== TASK INSTRUCTIONS ==
State how many lines in the records below contain the word "bowl". Give the number alone.

== DATASET ROWS ==
--- start ---
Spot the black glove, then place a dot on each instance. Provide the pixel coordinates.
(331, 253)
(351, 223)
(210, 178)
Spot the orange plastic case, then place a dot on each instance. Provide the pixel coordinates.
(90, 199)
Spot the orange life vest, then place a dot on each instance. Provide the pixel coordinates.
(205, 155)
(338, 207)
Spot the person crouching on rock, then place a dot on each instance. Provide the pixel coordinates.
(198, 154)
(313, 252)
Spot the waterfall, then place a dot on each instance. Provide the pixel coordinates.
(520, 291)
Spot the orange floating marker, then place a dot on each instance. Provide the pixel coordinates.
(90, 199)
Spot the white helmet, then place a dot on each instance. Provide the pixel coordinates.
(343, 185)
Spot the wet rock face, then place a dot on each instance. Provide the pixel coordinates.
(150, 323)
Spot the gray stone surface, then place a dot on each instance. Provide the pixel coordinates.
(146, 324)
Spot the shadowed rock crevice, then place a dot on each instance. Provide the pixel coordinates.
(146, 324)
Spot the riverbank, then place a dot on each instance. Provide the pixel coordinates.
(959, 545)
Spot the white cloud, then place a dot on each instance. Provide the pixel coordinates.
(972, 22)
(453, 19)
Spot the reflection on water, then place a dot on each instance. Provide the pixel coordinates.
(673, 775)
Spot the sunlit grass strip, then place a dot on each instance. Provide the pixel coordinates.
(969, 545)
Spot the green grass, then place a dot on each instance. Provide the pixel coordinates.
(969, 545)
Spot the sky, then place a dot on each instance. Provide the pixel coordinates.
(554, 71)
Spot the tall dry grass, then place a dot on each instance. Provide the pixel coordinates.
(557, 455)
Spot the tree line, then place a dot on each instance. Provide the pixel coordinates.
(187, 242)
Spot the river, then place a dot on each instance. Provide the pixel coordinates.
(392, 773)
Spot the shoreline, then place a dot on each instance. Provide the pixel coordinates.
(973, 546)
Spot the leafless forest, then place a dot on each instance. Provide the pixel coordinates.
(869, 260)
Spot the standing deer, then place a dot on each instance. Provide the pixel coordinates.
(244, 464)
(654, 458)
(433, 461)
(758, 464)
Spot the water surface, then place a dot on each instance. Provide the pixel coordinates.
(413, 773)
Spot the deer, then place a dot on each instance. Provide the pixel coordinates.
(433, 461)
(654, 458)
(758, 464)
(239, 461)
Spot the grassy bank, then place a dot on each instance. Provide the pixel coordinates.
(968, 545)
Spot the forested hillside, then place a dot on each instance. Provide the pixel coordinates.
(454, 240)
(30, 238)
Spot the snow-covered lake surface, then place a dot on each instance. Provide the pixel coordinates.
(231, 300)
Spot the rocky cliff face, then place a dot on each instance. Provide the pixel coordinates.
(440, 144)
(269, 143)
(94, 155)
--- end ---
--- start ---
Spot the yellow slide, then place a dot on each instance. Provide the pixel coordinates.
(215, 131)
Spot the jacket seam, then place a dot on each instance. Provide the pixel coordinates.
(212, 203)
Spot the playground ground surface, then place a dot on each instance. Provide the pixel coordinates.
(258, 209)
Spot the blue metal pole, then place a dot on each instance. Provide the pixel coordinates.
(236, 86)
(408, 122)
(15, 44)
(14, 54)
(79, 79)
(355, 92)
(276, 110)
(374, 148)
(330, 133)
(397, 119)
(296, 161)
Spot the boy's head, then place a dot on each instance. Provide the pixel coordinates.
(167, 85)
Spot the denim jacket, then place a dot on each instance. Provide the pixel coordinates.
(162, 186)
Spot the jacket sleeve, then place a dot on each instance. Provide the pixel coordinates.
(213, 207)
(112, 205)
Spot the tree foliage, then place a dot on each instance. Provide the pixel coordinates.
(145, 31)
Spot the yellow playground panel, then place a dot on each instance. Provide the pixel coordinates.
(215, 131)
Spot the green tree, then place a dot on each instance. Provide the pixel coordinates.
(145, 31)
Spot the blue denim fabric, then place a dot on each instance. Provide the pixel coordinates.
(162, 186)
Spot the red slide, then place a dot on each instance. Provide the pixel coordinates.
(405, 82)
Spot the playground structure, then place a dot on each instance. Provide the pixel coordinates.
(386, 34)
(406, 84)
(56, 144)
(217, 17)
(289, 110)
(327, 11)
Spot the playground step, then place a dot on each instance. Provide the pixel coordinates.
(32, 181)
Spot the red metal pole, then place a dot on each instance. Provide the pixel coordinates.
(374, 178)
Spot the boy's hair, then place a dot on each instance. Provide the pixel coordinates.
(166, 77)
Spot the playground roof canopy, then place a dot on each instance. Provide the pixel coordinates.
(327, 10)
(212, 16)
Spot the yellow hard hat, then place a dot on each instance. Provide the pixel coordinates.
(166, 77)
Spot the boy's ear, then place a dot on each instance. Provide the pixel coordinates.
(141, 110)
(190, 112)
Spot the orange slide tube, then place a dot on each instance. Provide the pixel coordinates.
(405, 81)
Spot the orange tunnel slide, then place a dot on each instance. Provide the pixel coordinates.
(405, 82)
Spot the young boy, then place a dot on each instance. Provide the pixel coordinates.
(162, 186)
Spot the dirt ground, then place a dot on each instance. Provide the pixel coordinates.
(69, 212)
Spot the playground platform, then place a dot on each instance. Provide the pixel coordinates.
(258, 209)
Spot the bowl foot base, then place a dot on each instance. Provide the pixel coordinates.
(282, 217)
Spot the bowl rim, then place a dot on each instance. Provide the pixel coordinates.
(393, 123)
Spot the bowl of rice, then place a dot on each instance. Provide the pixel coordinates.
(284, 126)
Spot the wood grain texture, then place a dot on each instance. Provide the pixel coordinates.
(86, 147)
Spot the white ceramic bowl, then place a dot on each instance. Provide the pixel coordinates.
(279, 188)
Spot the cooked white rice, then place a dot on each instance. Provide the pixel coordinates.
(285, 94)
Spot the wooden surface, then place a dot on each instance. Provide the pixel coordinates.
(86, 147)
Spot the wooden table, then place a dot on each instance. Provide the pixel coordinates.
--- end ---
== SOLUTION TO THIS TASK ==
4